The class action lawsuit, aimed at sugary soft drinks in schools, will be filed imminently in the northern US state, BeverageDaily.com has learnt.
Lawyers bringing the suit said they also planned to launch legal action in other states soon afterwards.
They will target bottlers of soft drinks and allege that these companies were negligent and violated consumer protection laws by establishing so-called 'pouring rights' supply contracts with schools.
School boards in the area have been informed of their potential involvement in proceedings, which will inevitably touch on the processes by which soft drinks firms sealed supply deals with schools.
Professors Richard Daynard and John Banzhaf, both of whom have already taken on the tobacco giants in court, are leading the charge against soft drinks bottlers.
Daynard said of soft drinks: "We have a product that has been shown to make a material contribution to childhood and adolescent obesity and we have it in schools where the kids are required to be for six or seven hours per day."
Nearly half of all US schools had an exclusive, so-called 'pouring rights' contract with a beverage company in the 2003-04 school year, according to a report published by the US Government Accountability Office last August.
A loose network of around 20 lawyers, nutritionists and campaigners have been sharing information for possible litigation against soft drink firms since autumn 2004, said one source close to the issue.
The initial action in Massachusetts will put the state at the centre of America's battle against obesity. The House of Representatives there has been preparing to vote on a proposal to ban all junk food, including fizzy soft drinks, from schools.

--- SOURCE DATA ---
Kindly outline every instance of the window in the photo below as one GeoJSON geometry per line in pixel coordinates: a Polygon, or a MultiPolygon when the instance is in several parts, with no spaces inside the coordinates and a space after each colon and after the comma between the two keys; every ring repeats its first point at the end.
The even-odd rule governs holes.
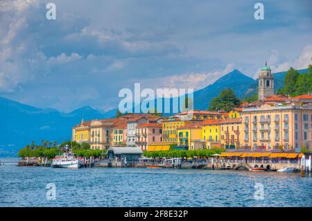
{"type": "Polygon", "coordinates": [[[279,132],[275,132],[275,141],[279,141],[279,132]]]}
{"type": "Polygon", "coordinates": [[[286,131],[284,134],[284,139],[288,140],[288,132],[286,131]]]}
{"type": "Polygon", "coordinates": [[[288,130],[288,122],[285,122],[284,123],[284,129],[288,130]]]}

* * *

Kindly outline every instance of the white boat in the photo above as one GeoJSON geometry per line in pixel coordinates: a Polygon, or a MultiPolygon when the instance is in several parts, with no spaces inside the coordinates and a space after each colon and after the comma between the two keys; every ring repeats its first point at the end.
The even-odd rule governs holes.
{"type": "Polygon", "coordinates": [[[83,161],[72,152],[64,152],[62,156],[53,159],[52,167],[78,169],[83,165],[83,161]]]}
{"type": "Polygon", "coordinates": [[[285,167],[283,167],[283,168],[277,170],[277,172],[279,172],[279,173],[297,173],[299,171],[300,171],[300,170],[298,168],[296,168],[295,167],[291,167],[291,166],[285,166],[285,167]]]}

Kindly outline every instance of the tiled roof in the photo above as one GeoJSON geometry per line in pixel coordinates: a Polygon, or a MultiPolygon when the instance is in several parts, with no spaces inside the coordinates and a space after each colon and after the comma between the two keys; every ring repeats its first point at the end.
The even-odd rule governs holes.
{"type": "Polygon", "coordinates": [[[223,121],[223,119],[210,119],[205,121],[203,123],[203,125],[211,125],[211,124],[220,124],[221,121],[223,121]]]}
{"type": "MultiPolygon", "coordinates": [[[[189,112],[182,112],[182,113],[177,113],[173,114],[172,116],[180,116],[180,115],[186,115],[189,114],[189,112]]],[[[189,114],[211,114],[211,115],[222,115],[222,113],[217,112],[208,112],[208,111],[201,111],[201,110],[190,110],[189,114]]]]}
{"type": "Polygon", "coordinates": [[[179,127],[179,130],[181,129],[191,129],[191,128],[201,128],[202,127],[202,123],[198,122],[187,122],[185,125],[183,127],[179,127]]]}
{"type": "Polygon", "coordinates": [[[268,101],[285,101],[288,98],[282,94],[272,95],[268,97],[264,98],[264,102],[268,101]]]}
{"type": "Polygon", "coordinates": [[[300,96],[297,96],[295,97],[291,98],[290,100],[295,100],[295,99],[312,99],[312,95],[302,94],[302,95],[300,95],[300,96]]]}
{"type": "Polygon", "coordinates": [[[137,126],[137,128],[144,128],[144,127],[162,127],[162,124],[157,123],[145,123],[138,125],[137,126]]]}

...

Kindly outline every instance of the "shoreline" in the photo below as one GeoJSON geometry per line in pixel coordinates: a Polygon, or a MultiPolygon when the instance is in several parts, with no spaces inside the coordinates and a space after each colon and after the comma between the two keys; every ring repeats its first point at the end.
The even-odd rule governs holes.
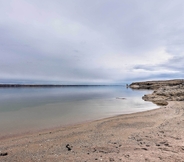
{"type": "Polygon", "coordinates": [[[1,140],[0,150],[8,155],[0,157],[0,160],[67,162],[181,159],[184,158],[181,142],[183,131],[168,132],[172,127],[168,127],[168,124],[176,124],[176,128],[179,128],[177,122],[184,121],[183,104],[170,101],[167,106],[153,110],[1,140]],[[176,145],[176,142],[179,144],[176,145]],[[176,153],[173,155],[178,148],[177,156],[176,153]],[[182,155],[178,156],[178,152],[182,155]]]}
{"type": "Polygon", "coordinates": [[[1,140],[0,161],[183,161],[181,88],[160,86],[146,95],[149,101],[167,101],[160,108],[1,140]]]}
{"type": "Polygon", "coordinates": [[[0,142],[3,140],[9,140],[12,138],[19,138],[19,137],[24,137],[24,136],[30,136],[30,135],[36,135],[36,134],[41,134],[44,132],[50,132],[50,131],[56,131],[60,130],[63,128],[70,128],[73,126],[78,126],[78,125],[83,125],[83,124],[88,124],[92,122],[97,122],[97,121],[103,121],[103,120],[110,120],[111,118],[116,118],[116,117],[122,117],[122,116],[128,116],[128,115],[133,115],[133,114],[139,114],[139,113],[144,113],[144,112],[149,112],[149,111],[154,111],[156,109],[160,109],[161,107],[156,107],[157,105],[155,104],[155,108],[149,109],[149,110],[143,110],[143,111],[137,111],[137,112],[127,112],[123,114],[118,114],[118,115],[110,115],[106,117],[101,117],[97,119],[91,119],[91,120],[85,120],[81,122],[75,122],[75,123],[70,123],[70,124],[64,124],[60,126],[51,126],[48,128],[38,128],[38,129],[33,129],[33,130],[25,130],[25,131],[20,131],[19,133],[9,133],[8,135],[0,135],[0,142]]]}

--- PROBLEM SET ---
1) In the article on the soft drinks lawsuit, what reason does Daynard give for targeting soft drinks in schools? Answer in one to three sentences.
2) Do these statements agree with the article on the soft drinks lawsuit? Answer yes or no for each and quote the deciding words.
(a) The lawyers intend to bring legal action in other states after the first suit.
(b) The suit will be brought against the schools that signed supply contracts.
(c) More than half of all US schools had an exclusive beverage contract in the 2003-04 school year.
3) According to the article on the soft drinks lawsuit, since when has the loose network of lawyers, nutritionists and campaigners been sharing information for possible litigation?

--- SOLUTIONS BELOW ---
1) Daynard says soft drinks have been shown to make a material contribution to childhood and adolescent obesity. He adds that they are sold in schools, where children are required to be for six or seven hours per day.

2)
(a) Yes: "they also planned to launch legal action in other states soon afterwards."
(b) No: "They will target bottlers of soft drinks"
(c) No: "Nearly half of all US schools had an exclusive, so-called 'pouring rights' contract with a beverage company in the 2003-04 school year"

3) Since autumn 2004.